### WHAT TO DO
Nothing but the line with "Note to the class: find the burnt" and the lines after it, through the end of the records below, is to be repeated, exactly as it is.
*** MATERIAL FOR THE TASK ***
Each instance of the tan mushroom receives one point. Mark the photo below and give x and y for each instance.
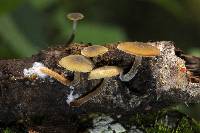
(94, 50)
(75, 17)
(140, 50)
(78, 64)
(103, 73)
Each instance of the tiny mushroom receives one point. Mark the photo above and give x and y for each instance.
(75, 17)
(94, 50)
(78, 64)
(103, 73)
(140, 50)
(55, 75)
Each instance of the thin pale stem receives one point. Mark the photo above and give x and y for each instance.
(72, 34)
(133, 71)
(78, 102)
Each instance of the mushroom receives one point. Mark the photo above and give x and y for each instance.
(55, 75)
(75, 17)
(94, 50)
(78, 64)
(103, 73)
(140, 50)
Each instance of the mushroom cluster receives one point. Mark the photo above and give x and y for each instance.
(140, 50)
(83, 64)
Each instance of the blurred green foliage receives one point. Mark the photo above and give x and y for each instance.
(28, 26)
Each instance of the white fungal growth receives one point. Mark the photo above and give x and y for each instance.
(35, 70)
(71, 97)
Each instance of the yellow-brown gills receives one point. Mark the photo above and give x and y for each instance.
(104, 72)
(93, 51)
(76, 63)
(139, 49)
(75, 16)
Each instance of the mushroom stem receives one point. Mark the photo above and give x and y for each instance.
(55, 75)
(133, 71)
(77, 78)
(74, 26)
(78, 102)
(72, 35)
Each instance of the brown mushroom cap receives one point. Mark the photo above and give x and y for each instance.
(104, 72)
(94, 50)
(139, 49)
(76, 63)
(75, 16)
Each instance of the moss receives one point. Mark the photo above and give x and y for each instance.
(7, 130)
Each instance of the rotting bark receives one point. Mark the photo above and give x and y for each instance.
(158, 83)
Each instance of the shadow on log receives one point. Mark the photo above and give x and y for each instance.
(159, 83)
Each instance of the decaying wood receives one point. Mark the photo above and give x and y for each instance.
(158, 83)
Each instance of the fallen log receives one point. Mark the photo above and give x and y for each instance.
(160, 82)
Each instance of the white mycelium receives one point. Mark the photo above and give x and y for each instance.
(71, 97)
(35, 70)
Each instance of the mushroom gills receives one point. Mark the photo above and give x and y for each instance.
(78, 102)
(133, 71)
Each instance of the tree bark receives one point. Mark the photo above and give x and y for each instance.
(158, 83)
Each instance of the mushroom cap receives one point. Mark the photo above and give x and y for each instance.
(104, 72)
(139, 49)
(76, 63)
(95, 50)
(75, 16)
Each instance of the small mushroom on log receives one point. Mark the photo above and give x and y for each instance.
(159, 83)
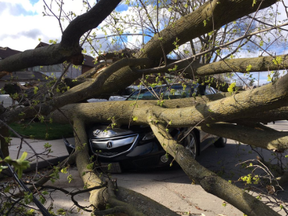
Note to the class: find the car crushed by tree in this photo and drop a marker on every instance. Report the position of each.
(209, 34)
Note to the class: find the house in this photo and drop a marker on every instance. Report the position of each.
(40, 73)
(56, 70)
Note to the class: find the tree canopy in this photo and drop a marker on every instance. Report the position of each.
(193, 41)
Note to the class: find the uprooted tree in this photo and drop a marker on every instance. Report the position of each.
(222, 28)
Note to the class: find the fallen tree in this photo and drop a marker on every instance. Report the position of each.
(236, 115)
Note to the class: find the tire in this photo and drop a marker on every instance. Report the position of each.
(220, 143)
(191, 143)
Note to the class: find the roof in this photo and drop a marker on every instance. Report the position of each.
(6, 52)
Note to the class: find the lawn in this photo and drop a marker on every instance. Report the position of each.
(45, 131)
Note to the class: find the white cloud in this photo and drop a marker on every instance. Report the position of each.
(21, 31)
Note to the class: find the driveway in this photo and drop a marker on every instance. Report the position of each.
(172, 187)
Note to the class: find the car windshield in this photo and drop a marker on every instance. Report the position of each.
(164, 92)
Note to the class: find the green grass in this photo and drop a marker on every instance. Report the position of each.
(45, 131)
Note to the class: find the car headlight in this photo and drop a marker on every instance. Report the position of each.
(107, 133)
(149, 136)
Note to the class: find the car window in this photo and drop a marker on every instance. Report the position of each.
(172, 92)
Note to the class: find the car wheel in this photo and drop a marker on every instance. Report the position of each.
(191, 143)
(220, 143)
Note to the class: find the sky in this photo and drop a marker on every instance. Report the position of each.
(23, 24)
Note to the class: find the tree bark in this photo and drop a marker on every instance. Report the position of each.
(208, 180)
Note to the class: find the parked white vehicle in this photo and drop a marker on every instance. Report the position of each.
(6, 100)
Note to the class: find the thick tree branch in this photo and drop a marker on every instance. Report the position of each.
(68, 49)
(209, 181)
(267, 139)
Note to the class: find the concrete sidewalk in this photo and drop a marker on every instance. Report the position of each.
(172, 188)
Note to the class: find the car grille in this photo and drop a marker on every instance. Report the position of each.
(113, 147)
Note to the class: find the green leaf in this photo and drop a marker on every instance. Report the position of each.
(248, 68)
(205, 23)
(231, 87)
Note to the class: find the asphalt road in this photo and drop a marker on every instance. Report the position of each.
(173, 189)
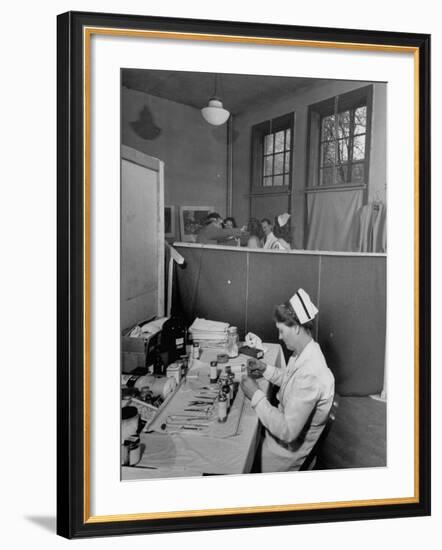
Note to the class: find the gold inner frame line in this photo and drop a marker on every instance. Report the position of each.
(87, 34)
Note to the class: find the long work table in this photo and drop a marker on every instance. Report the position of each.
(186, 453)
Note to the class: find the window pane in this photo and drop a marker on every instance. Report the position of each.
(268, 166)
(279, 141)
(287, 163)
(279, 164)
(343, 150)
(361, 120)
(359, 148)
(328, 128)
(288, 135)
(358, 173)
(278, 180)
(326, 176)
(344, 124)
(328, 153)
(341, 174)
(268, 144)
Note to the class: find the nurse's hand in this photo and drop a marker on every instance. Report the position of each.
(255, 367)
(249, 386)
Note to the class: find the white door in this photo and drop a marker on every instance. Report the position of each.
(142, 237)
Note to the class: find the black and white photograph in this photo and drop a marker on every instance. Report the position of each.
(253, 339)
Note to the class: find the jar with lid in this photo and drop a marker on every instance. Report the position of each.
(222, 407)
(232, 342)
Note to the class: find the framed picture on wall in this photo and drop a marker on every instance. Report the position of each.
(318, 157)
(169, 222)
(192, 218)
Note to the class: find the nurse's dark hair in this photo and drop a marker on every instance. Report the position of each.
(284, 313)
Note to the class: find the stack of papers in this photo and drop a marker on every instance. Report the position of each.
(203, 330)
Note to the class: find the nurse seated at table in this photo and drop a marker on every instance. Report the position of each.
(306, 390)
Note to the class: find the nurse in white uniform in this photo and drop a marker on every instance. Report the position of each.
(306, 390)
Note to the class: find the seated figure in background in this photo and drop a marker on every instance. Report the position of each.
(281, 230)
(269, 237)
(255, 234)
(230, 222)
(213, 231)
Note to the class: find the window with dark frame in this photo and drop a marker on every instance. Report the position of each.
(272, 153)
(340, 133)
(276, 158)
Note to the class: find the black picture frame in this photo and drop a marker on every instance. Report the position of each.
(73, 517)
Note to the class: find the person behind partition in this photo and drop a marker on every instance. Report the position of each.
(230, 222)
(254, 234)
(281, 230)
(306, 389)
(269, 237)
(213, 232)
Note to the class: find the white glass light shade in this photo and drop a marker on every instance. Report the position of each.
(214, 113)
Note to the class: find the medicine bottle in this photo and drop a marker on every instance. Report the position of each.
(213, 375)
(232, 342)
(222, 407)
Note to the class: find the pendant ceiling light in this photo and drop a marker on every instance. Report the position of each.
(215, 113)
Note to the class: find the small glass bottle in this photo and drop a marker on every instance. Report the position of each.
(213, 372)
(196, 350)
(231, 382)
(226, 390)
(222, 407)
(232, 342)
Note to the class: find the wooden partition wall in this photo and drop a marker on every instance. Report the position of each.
(242, 286)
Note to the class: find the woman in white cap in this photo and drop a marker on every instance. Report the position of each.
(281, 230)
(306, 390)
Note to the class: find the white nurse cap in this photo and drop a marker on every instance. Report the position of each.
(304, 308)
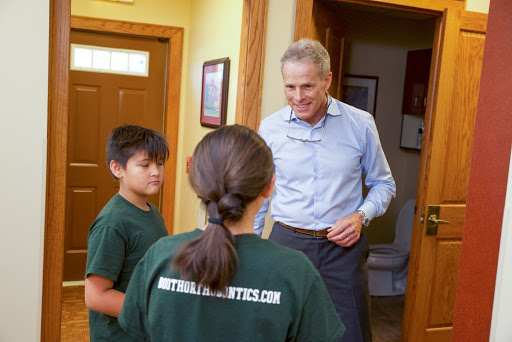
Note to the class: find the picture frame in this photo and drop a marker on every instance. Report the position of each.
(214, 94)
(361, 92)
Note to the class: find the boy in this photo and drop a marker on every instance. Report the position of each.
(125, 228)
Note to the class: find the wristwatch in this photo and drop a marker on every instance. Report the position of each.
(364, 218)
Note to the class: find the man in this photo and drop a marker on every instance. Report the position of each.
(321, 149)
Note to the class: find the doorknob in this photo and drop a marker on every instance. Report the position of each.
(433, 218)
(433, 221)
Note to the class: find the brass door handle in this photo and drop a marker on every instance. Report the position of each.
(433, 218)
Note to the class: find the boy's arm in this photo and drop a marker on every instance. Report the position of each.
(101, 297)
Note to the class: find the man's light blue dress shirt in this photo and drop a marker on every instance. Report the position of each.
(317, 183)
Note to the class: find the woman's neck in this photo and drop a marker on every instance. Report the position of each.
(246, 224)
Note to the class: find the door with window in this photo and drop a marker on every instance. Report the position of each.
(113, 80)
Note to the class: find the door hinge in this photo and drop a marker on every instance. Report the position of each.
(433, 220)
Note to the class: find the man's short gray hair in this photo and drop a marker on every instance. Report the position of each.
(308, 50)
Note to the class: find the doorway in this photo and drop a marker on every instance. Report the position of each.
(376, 45)
(58, 141)
(443, 177)
(99, 100)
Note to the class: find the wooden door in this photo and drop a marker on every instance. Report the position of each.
(328, 30)
(97, 103)
(443, 178)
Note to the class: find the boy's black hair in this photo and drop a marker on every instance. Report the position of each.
(126, 140)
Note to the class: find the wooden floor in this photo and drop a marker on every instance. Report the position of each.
(387, 313)
(75, 320)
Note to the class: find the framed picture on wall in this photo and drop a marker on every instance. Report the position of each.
(361, 92)
(214, 94)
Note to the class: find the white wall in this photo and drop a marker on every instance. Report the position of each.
(23, 114)
(501, 329)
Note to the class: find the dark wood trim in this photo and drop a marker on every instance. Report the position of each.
(251, 63)
(60, 24)
(55, 172)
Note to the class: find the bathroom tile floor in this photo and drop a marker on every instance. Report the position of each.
(386, 315)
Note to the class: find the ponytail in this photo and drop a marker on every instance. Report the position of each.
(210, 259)
(230, 168)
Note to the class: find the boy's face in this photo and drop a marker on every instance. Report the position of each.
(140, 178)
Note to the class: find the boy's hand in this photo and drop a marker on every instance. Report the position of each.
(100, 297)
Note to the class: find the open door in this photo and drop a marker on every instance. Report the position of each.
(443, 178)
(446, 153)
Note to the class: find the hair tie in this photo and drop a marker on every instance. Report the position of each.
(220, 222)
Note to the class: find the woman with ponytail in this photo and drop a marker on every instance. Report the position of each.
(223, 282)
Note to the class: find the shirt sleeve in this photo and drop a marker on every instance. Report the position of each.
(319, 321)
(378, 175)
(133, 317)
(106, 249)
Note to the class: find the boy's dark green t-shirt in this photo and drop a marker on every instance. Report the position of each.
(117, 240)
(275, 295)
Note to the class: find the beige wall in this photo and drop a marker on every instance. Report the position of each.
(215, 28)
(23, 114)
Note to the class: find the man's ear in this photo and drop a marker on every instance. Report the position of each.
(328, 80)
(116, 169)
(269, 189)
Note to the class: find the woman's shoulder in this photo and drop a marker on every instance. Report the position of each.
(286, 257)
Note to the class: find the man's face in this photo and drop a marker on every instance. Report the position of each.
(305, 90)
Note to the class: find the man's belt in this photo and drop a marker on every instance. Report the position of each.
(316, 233)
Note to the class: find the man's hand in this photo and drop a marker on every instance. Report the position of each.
(346, 231)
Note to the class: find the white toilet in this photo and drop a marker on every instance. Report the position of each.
(388, 263)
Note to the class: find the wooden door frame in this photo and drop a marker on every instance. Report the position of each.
(251, 63)
(60, 24)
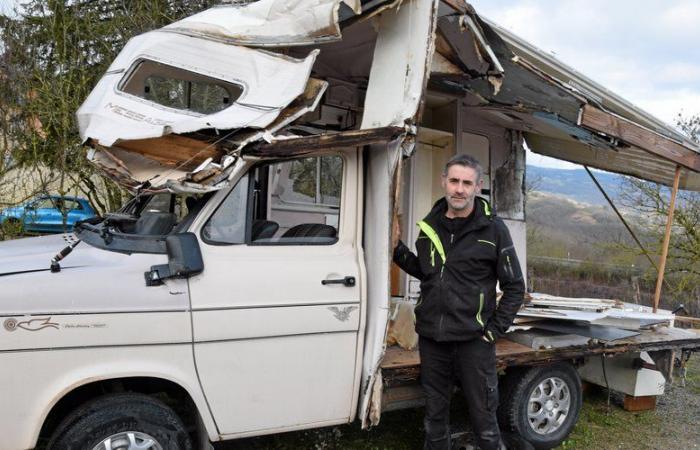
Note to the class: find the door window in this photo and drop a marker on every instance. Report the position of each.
(292, 202)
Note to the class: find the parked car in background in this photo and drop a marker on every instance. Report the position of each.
(44, 214)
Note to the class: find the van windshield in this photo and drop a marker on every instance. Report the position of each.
(142, 225)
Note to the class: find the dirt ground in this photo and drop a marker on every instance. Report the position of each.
(673, 425)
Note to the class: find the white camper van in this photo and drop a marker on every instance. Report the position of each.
(247, 289)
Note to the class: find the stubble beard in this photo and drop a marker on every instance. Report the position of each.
(462, 204)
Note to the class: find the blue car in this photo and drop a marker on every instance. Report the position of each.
(43, 214)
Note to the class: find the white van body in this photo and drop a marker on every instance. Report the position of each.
(282, 335)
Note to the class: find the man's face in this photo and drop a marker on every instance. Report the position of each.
(461, 186)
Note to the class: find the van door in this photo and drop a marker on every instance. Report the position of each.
(276, 312)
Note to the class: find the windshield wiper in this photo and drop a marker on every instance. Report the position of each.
(55, 266)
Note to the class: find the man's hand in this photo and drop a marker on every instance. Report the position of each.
(395, 232)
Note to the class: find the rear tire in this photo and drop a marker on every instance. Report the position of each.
(121, 422)
(541, 404)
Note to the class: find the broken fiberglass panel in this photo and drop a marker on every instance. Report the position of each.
(272, 23)
(256, 84)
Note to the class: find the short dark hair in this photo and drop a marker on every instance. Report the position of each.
(466, 161)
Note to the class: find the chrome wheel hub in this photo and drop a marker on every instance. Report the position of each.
(129, 440)
(548, 405)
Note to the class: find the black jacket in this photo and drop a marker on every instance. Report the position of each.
(458, 292)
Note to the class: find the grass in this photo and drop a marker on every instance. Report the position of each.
(598, 427)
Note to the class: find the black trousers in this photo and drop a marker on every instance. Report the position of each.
(474, 365)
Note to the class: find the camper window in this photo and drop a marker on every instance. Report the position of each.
(178, 88)
(292, 202)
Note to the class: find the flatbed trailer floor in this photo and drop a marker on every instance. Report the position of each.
(401, 368)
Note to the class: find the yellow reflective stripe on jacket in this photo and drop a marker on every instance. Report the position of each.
(434, 238)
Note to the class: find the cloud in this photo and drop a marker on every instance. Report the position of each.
(645, 51)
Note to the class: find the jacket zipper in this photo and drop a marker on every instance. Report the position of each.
(478, 313)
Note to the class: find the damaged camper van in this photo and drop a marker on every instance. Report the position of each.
(247, 289)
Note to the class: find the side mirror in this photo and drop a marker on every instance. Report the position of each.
(184, 259)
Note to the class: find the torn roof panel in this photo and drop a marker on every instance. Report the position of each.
(275, 23)
(267, 82)
(534, 82)
(585, 86)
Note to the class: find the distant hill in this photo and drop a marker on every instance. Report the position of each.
(574, 184)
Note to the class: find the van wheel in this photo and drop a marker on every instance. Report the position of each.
(121, 422)
(541, 404)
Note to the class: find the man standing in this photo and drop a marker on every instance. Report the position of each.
(463, 250)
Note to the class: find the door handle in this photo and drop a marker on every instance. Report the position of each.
(347, 281)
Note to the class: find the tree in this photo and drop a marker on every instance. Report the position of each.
(53, 54)
(651, 200)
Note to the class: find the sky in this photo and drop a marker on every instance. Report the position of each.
(648, 52)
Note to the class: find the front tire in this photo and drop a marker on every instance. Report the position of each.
(121, 422)
(541, 404)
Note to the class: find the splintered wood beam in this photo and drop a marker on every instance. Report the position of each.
(173, 150)
(667, 238)
(308, 144)
(620, 128)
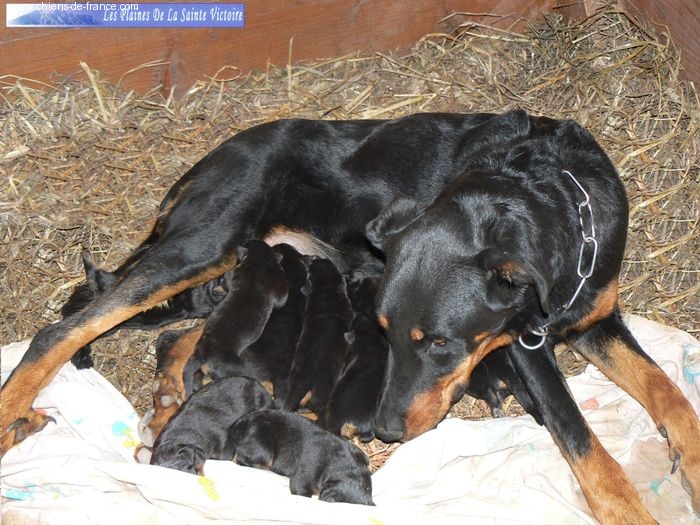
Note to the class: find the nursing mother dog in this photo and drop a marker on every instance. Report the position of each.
(499, 233)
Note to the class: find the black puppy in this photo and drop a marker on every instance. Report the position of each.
(494, 379)
(316, 461)
(354, 398)
(193, 303)
(320, 352)
(270, 357)
(198, 430)
(256, 287)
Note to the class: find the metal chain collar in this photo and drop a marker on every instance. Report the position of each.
(584, 271)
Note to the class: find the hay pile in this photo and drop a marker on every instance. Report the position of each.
(86, 163)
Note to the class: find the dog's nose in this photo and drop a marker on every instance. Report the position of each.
(388, 431)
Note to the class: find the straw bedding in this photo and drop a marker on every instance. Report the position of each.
(85, 162)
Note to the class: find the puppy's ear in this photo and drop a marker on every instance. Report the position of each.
(241, 254)
(400, 213)
(349, 337)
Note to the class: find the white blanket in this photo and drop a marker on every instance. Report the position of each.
(81, 470)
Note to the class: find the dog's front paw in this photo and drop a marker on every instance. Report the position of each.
(22, 427)
(684, 453)
(689, 462)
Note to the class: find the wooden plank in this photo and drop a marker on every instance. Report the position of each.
(680, 19)
(320, 29)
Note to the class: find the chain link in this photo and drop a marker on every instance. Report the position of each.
(583, 270)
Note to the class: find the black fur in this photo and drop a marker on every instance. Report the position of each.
(256, 287)
(198, 431)
(316, 461)
(320, 352)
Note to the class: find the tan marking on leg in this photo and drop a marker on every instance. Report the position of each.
(664, 402)
(20, 390)
(165, 293)
(603, 305)
(169, 380)
(609, 494)
(429, 407)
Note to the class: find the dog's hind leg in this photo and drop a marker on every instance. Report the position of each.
(611, 347)
(160, 273)
(609, 494)
(173, 349)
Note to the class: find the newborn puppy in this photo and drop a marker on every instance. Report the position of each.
(256, 287)
(316, 461)
(198, 430)
(354, 398)
(270, 357)
(320, 352)
(494, 379)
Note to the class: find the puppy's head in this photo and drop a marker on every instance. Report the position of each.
(462, 278)
(178, 456)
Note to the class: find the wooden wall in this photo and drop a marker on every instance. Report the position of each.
(319, 28)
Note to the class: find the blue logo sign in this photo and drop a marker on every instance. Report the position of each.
(94, 14)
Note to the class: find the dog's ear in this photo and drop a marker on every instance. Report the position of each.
(506, 272)
(400, 213)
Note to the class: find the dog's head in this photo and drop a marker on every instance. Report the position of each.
(464, 275)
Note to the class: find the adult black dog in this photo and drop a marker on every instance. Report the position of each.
(481, 218)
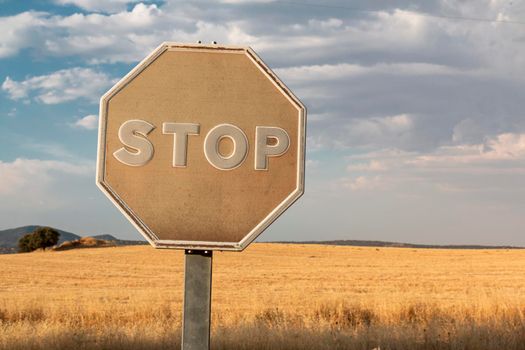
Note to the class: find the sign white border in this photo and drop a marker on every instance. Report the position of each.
(201, 245)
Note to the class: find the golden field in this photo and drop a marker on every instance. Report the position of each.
(271, 296)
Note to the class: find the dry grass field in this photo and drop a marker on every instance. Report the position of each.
(272, 296)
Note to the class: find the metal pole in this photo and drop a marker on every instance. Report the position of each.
(197, 300)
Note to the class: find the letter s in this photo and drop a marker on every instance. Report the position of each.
(133, 134)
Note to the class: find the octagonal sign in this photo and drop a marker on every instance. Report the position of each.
(201, 147)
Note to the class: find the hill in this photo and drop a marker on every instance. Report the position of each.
(9, 238)
(383, 244)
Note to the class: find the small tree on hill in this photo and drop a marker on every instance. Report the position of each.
(42, 237)
(24, 244)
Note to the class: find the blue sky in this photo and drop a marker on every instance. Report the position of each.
(416, 129)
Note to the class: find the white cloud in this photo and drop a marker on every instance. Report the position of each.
(496, 165)
(342, 71)
(364, 183)
(98, 5)
(89, 122)
(373, 166)
(18, 32)
(31, 177)
(61, 86)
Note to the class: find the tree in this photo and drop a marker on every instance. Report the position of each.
(42, 237)
(24, 244)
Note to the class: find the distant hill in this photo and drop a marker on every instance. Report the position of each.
(106, 237)
(359, 243)
(9, 238)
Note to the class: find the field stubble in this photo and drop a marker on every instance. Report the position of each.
(272, 296)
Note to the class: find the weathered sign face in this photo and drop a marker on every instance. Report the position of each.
(201, 146)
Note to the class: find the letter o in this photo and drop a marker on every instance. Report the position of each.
(240, 146)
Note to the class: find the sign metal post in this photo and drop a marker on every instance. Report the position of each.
(197, 300)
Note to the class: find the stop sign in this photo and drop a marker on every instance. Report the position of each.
(201, 147)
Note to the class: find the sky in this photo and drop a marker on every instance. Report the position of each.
(416, 121)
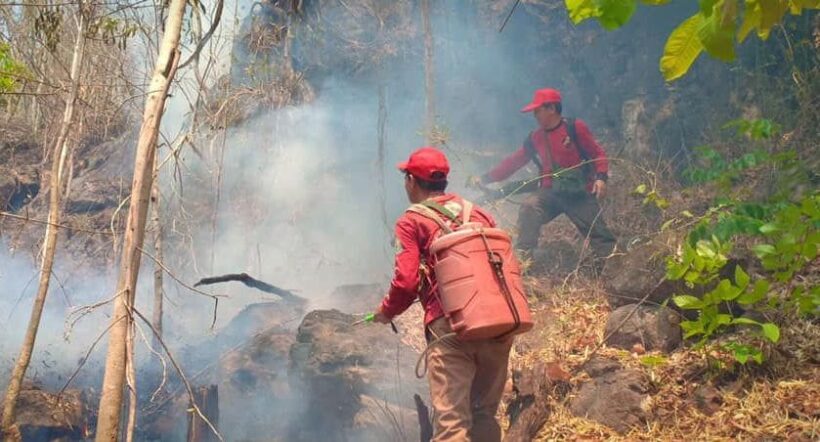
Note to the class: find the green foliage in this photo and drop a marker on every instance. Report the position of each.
(779, 234)
(717, 27)
(11, 70)
(651, 196)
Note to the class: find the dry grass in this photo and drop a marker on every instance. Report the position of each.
(778, 401)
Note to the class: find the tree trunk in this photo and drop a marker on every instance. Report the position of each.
(8, 429)
(112, 389)
(156, 320)
(429, 85)
(207, 399)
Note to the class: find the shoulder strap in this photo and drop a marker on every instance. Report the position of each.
(431, 214)
(572, 131)
(466, 211)
(529, 146)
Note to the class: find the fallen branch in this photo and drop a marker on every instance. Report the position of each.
(533, 388)
(246, 279)
(425, 425)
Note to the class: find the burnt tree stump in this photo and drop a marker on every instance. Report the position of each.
(207, 399)
(532, 389)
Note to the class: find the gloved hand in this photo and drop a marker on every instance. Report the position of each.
(474, 182)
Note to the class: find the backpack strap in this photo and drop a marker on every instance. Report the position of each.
(466, 211)
(431, 214)
(433, 210)
(572, 131)
(530, 148)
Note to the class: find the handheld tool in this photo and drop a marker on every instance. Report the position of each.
(370, 317)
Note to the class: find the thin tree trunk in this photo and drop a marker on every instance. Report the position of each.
(429, 85)
(131, 377)
(112, 389)
(156, 320)
(9, 430)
***
### TASK RESULT
Note to the class: find the burnt tree stump in this photo and drop a marker on every instance. Report the position of each.
(207, 399)
(532, 389)
Note to the class: find the gloved hand in this photo and drop a marker on every instance. Report the position of each.
(474, 182)
Note to the class: find the backpack strap in this photo and drop a marker on every instance. Report the position of each.
(466, 211)
(431, 214)
(433, 210)
(572, 131)
(530, 148)
Note to the class: find the handheld tool in this photo and drop a marker on every instance. Report the position of each.
(370, 317)
Note to the class: find the thin tree trunk in this photo and drop a marker on every instance. Report the position of each.
(429, 85)
(131, 377)
(112, 389)
(156, 320)
(9, 430)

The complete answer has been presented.